__TASK BRIEF__:
A word-for-word repeat of the records below is what this calls for.

__GIVEN ENTRIES__:

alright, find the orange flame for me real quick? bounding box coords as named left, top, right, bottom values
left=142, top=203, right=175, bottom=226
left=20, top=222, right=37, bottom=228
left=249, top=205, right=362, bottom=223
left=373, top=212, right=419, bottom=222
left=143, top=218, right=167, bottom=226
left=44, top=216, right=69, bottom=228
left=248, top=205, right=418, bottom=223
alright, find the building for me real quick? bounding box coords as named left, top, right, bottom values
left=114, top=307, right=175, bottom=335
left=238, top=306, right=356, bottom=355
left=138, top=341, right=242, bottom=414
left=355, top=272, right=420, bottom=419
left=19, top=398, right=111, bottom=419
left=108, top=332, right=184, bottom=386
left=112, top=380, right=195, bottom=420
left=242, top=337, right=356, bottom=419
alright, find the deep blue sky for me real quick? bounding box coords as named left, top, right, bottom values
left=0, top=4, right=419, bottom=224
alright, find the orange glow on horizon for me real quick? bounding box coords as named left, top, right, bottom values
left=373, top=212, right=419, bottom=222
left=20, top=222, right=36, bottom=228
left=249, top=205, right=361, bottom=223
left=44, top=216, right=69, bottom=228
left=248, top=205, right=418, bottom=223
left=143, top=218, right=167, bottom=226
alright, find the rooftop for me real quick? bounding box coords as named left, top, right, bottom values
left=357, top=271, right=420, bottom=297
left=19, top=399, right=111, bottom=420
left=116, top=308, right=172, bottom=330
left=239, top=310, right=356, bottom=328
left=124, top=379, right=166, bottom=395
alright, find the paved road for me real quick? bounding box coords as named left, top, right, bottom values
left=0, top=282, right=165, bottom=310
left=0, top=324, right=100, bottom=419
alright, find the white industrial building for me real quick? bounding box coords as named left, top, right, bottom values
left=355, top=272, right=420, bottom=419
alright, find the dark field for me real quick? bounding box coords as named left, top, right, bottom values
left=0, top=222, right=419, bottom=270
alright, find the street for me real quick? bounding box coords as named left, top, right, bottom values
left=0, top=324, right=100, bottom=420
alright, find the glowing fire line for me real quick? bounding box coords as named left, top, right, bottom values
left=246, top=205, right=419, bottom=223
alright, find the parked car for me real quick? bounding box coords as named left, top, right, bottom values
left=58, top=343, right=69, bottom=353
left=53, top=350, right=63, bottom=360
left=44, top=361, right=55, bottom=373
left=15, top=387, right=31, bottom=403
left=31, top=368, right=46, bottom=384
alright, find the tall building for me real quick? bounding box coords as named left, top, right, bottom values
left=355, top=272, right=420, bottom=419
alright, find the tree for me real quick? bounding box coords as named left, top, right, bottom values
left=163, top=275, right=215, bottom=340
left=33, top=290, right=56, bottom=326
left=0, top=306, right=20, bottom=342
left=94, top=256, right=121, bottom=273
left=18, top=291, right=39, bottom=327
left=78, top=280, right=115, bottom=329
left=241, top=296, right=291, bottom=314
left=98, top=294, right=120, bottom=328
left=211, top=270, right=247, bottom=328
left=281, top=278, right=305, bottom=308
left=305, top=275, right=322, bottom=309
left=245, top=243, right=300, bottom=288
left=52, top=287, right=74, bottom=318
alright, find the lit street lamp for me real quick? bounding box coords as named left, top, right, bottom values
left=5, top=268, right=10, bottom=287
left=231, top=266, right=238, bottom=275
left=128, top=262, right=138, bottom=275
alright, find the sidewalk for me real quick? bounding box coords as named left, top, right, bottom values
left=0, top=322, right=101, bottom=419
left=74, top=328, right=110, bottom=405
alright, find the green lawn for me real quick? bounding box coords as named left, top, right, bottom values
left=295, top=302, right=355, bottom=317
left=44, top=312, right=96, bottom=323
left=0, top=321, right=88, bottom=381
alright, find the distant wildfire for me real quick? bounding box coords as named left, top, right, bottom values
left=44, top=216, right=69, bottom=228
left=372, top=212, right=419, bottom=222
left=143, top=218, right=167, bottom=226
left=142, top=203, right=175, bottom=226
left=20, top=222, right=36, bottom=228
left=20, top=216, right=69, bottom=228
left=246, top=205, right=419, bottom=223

__ANSWER SECTION__:
alright, find the orange flame for me real quick? bounding box coords as named left, top, right, bottom values
left=142, top=203, right=175, bottom=226
left=20, top=222, right=37, bottom=228
left=249, top=205, right=362, bottom=223
left=373, top=212, right=419, bottom=222
left=143, top=218, right=167, bottom=226
left=44, top=216, right=69, bottom=228
left=248, top=205, right=418, bottom=223
alright, find the building for me real quick? bounding box coords as named left, top, right, bottom values
left=114, top=307, right=175, bottom=335
left=238, top=306, right=356, bottom=355
left=138, top=341, right=242, bottom=414
left=355, top=272, right=420, bottom=419
left=19, top=398, right=111, bottom=419
left=108, top=332, right=184, bottom=386
left=112, top=380, right=195, bottom=420
left=242, top=337, right=356, bottom=419
alright, find the deep blue sky for me real quick? bounding box coords as named left, top, right, bottom values
left=0, top=4, right=419, bottom=224
alright, find the orange glow on horizon for me real quick? bounding box coords as named left, top, right, bottom values
left=373, top=212, right=419, bottom=222
left=20, top=222, right=36, bottom=228
left=249, top=205, right=361, bottom=223
left=44, top=216, right=69, bottom=228
left=248, top=205, right=418, bottom=223
left=143, top=218, right=167, bottom=226
alright, find the rooftop for me real quick? bounding box coords as named left, top, right, bottom values
left=357, top=271, right=420, bottom=297
left=19, top=399, right=111, bottom=420
left=116, top=308, right=172, bottom=330
left=239, top=310, right=356, bottom=328
left=124, top=379, right=166, bottom=395
alright, find the paved road for me real quick? bounding box coords as named left, top, right, bottom values
left=0, top=282, right=165, bottom=310
left=0, top=324, right=100, bottom=419
alright, find the white industrial building for me real quick? bounding box coords as named left, top, right, bottom values
left=355, top=272, right=420, bottom=419
alright, find the dark field for me real quick? bounding box coords as named left, top, right, bottom values
left=0, top=222, right=419, bottom=270
alright, find the street for me real quick? bounding box coords as named left, top, right, bottom values
left=0, top=324, right=100, bottom=420
alright, find the glowing fire line for me real quick? bounding box coords as named left, top, right, bottom values
left=246, top=205, right=419, bottom=223
alright, find the parked car for me real quick? bounding box coords as named left, top, right, bottom values
left=58, top=343, right=69, bottom=353
left=53, top=350, right=63, bottom=360
left=44, top=361, right=55, bottom=373
left=15, top=387, right=31, bottom=403
left=31, top=368, right=46, bottom=384
alright, find the tall building for me real quick? bounding box coords as named left, top, right, bottom values
left=355, top=272, right=420, bottom=419
alright, find the tree for me real quick? bounding box coords as named left, top, right, bottom values
left=163, top=275, right=215, bottom=340
left=33, top=290, right=56, bottom=326
left=0, top=306, right=20, bottom=342
left=94, top=256, right=121, bottom=273
left=18, top=291, right=39, bottom=327
left=78, top=280, right=115, bottom=329
left=241, top=296, right=291, bottom=314
left=98, top=294, right=120, bottom=328
left=211, top=270, right=247, bottom=328
left=281, top=278, right=305, bottom=308
left=305, top=275, right=322, bottom=309
left=245, top=243, right=300, bottom=288
left=52, top=287, right=74, bottom=318
alright, find the lit street lamp for me real quick? bounding box coords as named left, top, right, bottom values
left=5, top=268, right=10, bottom=287
left=231, top=266, right=238, bottom=275
left=128, top=262, right=138, bottom=275
alright, find the sidewalk for me real quick? bounding box coords as named left, top, right, bottom values
left=0, top=322, right=101, bottom=419
left=74, top=328, right=110, bottom=405
alright, find the green lawn for me real quick? bounding box coords as named left, top, right, bottom values
left=295, top=302, right=355, bottom=317
left=44, top=312, right=96, bottom=323
left=0, top=321, right=88, bottom=381
alright, find the distant wildfire for me real quick? bounding box coords as named left, top, right, bottom values
left=44, top=216, right=69, bottom=228
left=372, top=212, right=419, bottom=222
left=143, top=218, right=167, bottom=226
left=142, top=203, right=175, bottom=226
left=20, top=222, right=36, bottom=228
left=20, top=216, right=69, bottom=228
left=246, top=205, right=419, bottom=223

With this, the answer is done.